Problem to work on — Write out the whole listing, matching it exactly.

(A block of data)

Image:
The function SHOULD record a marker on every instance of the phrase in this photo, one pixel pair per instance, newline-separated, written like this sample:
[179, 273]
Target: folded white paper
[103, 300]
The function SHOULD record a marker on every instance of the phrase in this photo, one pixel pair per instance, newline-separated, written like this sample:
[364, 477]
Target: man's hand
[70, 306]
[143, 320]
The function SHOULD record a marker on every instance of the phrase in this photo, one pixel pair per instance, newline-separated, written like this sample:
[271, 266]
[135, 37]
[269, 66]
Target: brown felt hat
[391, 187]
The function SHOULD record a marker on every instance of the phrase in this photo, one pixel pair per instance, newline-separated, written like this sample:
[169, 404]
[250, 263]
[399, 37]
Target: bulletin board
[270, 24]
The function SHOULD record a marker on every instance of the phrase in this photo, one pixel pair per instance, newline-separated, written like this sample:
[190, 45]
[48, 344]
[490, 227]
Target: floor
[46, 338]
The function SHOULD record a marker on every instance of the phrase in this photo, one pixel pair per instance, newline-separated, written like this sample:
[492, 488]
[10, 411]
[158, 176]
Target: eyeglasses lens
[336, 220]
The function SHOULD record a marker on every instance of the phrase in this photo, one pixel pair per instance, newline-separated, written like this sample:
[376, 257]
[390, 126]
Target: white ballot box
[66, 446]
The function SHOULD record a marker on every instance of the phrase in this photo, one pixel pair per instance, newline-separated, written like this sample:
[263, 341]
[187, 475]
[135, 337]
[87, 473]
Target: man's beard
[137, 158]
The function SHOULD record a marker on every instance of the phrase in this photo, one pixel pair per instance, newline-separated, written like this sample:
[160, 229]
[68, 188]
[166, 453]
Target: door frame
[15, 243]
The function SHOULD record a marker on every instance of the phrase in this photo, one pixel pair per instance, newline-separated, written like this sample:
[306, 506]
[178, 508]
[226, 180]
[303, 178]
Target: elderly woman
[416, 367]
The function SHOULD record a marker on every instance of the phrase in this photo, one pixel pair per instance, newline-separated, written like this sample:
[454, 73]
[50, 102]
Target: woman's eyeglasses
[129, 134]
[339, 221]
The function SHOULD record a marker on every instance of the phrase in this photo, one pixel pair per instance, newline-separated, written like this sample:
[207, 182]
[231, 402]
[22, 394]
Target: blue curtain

Problem solution —
Image:
The function SHOULD record a marker on every instance of the phrase in this photo, one pixel pair per instance, newline-separated, written like this sample:
[179, 273]
Target: folded white paper
[103, 300]
The function SHOULD record a marker on every instance of the phrase in this photo, one pixel pair per instance, newline-separated, written like this sample:
[364, 477]
Target: man's hand
[70, 306]
[143, 320]
The function SHOULD record a marker on every instance of the phrase in this photo, one pixel pair per instance, newline-separated, written like this sample:
[271, 266]
[135, 37]
[269, 66]
Target: brown felt hat
[391, 187]
The function SHOULD record a marker on every instance of the phrase in this photo, one pixel pair per instance, newline-separated, written like this sample:
[169, 404]
[250, 263]
[399, 37]
Target: bulletin board
[270, 24]
The function SHOULD record a marker on every instance of the phrase in this photo, one pixel pair per instance, newline-separated, written like this sample:
[190, 45]
[48, 344]
[490, 227]
Target: floor
[46, 338]
The function SHOULD record a marker on every instance of the phrase in this photo, one pixel pair per instance, newline-separated, written like this sample:
[492, 488]
[10, 411]
[158, 176]
Target: eyeglasses lens
[336, 220]
The function SHOULD record a marker on every instance of the phrase in this photo, one pixel pair per instance, newline-separated, written like this sample:
[376, 257]
[390, 126]
Target: white ballot box
[66, 446]
The function SHOULD record a marker on every instance of the phrase in this photo, one pixel pair per instance, newline-separated, written like this sample:
[263, 341]
[187, 475]
[135, 337]
[87, 473]
Target: man's beard
[137, 158]
The function SHOULD record a marker on every instance of the phrase in this photo, one pixel pair per instance, newline-separated, written like this sample:
[160, 229]
[68, 188]
[166, 453]
Target: door frame
[15, 243]
The function SHOULD record a marker on every instance of the phrase in this photo, one pixel pair per instance, newline-separated, written like this sample:
[306, 506]
[178, 508]
[226, 180]
[303, 178]
Target: elderly woman
[416, 367]
The function SHOULD record a marker on every instance of the phrase in this photo, one pixel pair per instance, newline-separated, written like this sample:
[454, 73]
[50, 102]
Target: woman's eyeglasses
[129, 134]
[339, 221]
The function SHOULD record a marker on every instance of the phrase in this photo, one pixel pair per instance, newline-separated, written like this sample:
[207, 182]
[231, 402]
[22, 394]
Target: blue curtain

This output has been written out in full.